### RECORDS FOR THIS EXERCISE
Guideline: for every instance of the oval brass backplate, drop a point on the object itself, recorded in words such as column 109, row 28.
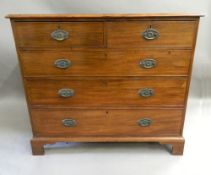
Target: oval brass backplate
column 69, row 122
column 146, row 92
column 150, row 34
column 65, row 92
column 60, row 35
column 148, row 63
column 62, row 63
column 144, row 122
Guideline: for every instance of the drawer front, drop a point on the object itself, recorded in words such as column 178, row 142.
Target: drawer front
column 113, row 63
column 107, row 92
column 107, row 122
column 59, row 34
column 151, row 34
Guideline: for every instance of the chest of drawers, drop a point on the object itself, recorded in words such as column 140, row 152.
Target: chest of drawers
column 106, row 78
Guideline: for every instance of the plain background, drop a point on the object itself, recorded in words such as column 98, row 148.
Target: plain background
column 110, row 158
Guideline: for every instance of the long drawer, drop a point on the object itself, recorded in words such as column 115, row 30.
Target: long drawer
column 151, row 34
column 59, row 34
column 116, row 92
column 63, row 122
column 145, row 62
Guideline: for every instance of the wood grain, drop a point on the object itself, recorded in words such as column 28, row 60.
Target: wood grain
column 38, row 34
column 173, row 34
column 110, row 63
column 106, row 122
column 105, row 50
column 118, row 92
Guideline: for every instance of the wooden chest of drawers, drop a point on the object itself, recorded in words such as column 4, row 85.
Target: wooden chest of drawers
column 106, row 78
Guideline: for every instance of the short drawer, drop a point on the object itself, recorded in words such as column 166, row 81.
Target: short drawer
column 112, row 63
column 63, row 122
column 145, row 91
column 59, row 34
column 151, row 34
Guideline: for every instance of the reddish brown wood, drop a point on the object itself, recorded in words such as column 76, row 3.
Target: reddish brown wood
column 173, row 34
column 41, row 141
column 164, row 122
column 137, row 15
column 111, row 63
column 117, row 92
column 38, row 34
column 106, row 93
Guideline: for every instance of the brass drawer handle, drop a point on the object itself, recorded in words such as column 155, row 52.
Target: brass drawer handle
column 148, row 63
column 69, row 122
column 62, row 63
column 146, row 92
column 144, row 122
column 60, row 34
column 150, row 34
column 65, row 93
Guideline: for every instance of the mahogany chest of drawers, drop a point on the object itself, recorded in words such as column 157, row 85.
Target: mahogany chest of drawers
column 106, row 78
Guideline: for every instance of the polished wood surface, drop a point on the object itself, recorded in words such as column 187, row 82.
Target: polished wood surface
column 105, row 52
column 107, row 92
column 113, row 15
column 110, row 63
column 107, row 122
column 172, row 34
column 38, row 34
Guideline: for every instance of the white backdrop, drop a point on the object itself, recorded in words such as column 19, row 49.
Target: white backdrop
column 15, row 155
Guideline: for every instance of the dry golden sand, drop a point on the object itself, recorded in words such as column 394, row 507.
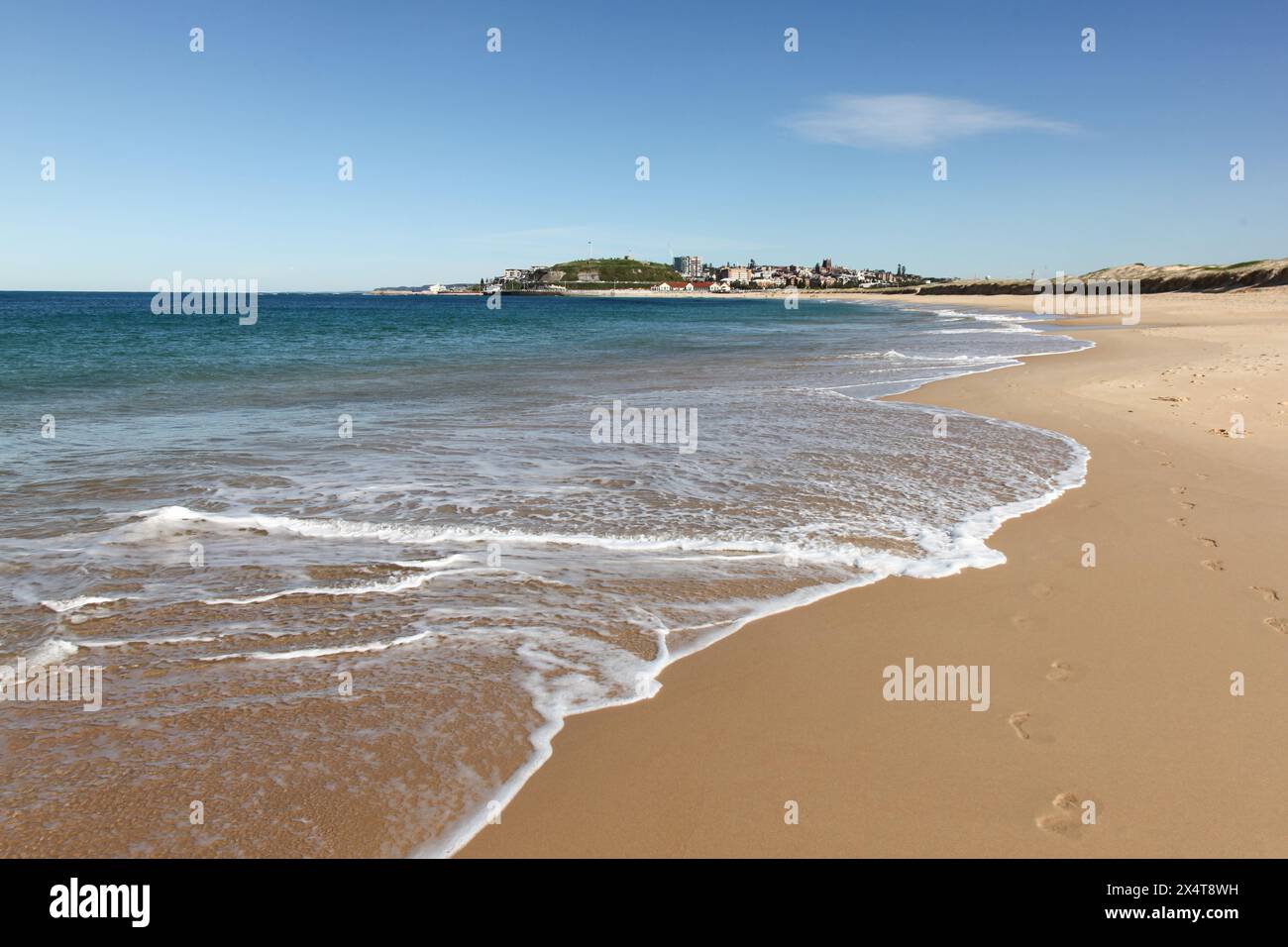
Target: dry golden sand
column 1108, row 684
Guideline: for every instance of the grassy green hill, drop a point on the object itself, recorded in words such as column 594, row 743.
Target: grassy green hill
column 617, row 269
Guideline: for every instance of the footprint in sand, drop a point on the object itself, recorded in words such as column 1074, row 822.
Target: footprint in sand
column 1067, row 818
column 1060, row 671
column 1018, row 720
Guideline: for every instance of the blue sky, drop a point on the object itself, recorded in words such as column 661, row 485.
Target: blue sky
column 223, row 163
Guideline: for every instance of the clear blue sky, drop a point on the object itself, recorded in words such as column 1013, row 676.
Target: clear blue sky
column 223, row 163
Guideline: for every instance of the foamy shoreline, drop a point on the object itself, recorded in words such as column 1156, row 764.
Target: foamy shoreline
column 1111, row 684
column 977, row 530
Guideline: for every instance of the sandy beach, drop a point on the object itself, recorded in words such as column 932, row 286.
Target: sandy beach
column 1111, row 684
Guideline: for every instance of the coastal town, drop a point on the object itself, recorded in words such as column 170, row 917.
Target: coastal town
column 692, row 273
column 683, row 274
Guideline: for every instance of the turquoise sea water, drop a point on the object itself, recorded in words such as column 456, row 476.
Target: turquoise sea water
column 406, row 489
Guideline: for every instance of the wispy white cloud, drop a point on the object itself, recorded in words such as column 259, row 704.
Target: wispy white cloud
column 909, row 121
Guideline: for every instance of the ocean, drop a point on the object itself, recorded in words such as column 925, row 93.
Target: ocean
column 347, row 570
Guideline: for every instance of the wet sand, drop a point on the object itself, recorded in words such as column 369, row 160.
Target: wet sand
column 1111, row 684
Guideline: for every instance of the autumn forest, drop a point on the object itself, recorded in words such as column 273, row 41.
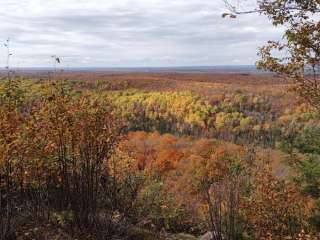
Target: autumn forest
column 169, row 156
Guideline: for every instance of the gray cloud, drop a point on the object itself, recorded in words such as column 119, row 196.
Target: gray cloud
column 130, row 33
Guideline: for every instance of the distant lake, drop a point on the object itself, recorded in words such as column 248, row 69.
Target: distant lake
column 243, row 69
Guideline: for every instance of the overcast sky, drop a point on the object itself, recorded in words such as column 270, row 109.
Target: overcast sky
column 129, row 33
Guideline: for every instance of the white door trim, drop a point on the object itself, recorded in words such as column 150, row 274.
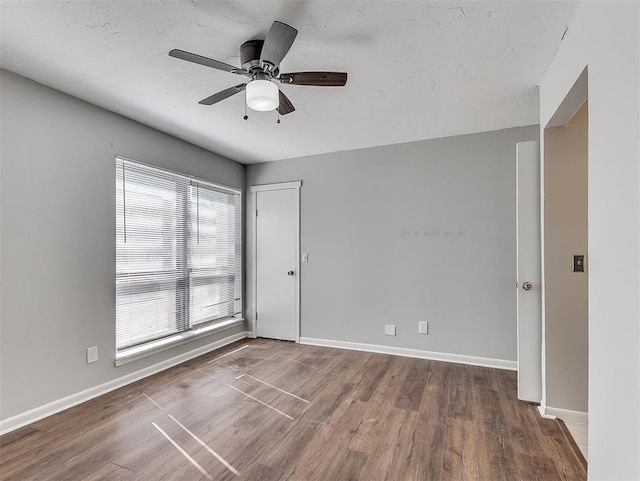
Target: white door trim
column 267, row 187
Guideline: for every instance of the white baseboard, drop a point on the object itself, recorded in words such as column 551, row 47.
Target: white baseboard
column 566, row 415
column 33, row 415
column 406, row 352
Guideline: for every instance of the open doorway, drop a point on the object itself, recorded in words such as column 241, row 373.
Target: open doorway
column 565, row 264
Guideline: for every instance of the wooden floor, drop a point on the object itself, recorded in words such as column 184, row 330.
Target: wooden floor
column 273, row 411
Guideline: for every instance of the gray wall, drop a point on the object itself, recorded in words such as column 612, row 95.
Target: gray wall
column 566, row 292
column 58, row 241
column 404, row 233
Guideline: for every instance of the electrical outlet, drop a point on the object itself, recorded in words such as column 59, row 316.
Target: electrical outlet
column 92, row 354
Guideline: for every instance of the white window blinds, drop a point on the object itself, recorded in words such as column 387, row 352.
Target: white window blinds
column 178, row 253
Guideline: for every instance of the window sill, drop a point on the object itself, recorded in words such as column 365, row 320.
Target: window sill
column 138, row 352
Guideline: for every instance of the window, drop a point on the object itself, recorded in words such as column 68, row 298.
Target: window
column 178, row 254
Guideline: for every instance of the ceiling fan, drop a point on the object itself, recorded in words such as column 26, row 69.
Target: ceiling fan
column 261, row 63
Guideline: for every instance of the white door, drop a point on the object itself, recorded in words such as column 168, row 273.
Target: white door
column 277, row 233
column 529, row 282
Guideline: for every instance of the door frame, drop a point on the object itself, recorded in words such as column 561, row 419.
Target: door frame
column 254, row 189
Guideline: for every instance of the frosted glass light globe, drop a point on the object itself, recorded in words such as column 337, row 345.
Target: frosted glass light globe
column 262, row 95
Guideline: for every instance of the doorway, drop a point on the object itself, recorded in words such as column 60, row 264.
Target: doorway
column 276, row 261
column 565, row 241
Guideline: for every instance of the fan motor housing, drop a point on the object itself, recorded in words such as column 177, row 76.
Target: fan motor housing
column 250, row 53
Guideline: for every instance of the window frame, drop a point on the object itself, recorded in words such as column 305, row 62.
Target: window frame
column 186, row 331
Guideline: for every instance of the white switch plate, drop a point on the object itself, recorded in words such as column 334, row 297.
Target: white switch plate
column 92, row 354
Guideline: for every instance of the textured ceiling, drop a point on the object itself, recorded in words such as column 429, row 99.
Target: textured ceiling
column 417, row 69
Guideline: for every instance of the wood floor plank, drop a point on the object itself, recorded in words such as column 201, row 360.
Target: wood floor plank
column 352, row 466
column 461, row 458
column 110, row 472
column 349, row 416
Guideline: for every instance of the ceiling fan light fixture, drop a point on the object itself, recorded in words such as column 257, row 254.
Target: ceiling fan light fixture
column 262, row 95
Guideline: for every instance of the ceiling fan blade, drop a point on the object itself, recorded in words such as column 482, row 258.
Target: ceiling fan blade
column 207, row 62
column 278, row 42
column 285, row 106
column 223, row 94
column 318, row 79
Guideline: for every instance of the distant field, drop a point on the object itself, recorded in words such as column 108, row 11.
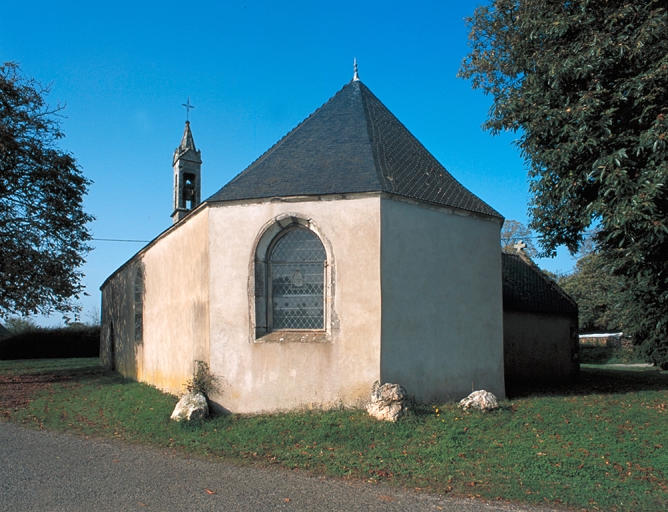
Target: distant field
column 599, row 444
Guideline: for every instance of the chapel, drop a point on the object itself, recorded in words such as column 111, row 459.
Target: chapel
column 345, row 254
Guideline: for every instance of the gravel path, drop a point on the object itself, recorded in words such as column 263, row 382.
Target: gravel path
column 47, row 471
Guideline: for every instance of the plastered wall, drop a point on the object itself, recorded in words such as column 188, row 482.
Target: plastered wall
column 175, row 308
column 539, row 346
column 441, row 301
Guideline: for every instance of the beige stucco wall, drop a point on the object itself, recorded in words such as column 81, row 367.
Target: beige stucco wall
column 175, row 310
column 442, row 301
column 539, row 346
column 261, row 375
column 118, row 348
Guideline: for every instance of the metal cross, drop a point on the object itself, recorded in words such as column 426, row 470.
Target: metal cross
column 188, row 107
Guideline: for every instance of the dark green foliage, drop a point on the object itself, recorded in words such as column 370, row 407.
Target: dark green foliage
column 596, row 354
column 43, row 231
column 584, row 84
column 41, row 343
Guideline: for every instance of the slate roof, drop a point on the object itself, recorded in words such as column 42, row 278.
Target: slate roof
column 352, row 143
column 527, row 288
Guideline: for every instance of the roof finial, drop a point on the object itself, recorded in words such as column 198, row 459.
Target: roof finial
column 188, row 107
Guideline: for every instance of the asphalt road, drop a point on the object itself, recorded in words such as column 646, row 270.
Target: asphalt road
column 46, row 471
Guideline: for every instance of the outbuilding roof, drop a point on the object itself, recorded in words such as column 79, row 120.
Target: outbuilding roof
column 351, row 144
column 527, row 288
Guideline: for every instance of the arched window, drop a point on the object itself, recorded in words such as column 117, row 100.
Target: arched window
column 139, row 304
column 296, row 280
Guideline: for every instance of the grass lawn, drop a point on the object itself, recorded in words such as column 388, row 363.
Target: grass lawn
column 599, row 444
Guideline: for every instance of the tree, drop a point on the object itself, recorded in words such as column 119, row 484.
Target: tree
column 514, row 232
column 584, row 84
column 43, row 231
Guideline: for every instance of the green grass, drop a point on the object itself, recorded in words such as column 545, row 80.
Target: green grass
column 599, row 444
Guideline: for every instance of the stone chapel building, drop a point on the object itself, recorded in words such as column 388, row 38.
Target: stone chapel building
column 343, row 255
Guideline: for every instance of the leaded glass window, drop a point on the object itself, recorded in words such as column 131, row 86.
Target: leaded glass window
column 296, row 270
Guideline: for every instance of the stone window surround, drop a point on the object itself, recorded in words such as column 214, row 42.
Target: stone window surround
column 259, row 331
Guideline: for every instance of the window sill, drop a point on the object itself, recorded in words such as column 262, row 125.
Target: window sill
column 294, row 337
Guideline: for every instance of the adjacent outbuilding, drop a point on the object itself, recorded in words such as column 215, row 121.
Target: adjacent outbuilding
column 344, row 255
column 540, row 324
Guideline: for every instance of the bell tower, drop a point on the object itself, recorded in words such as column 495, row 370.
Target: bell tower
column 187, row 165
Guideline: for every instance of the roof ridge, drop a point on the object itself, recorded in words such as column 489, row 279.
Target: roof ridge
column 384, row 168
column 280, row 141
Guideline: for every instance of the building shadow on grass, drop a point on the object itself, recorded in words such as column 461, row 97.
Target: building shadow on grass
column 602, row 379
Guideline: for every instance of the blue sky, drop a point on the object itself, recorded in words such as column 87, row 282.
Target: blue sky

### DO THIS
Repeat exactly the lines from the line containing "Guideline: for every instance of the stone window" through the end of the listing above; both boundary lines are part of the output.

### ANSWER TO THIS TASK
Guideline: for every instance of the stone window surround, drop a point on the object itself, recorded in words such as column 214, row 42.
Target: stone window surround
column 259, row 331
Guideline: for every instance of the window sill, drop a point on the object itself, recorded in words such as column 262, row 125.
Target: window sill
column 294, row 337
Guideline: for every instance of the adjacent outbuilding, drop a point on the object itself, recorded in words such as column 215, row 121.
Target: adjacent outbuilding
column 344, row 255
column 540, row 324
Guideline: for every instance of the bell tower, drop a point on the object itself, recorded in words such as column 495, row 370.
Target: bell tower
column 187, row 165
Guideline: for every instance of the roof ridge, drop a point on the object itself, recorded in words such as column 489, row 279.
Target: roof ridge
column 384, row 168
column 280, row 141
Guideline: for every instance of the building shadow on grass, drop a point on the object itself, recorded in words such as column 461, row 97.
Target: building shadow on grass
column 602, row 379
Guideline: for every instance of the blue sky, drop a point on the object itself, recorded in words such as column 87, row 282.
Target: blue sky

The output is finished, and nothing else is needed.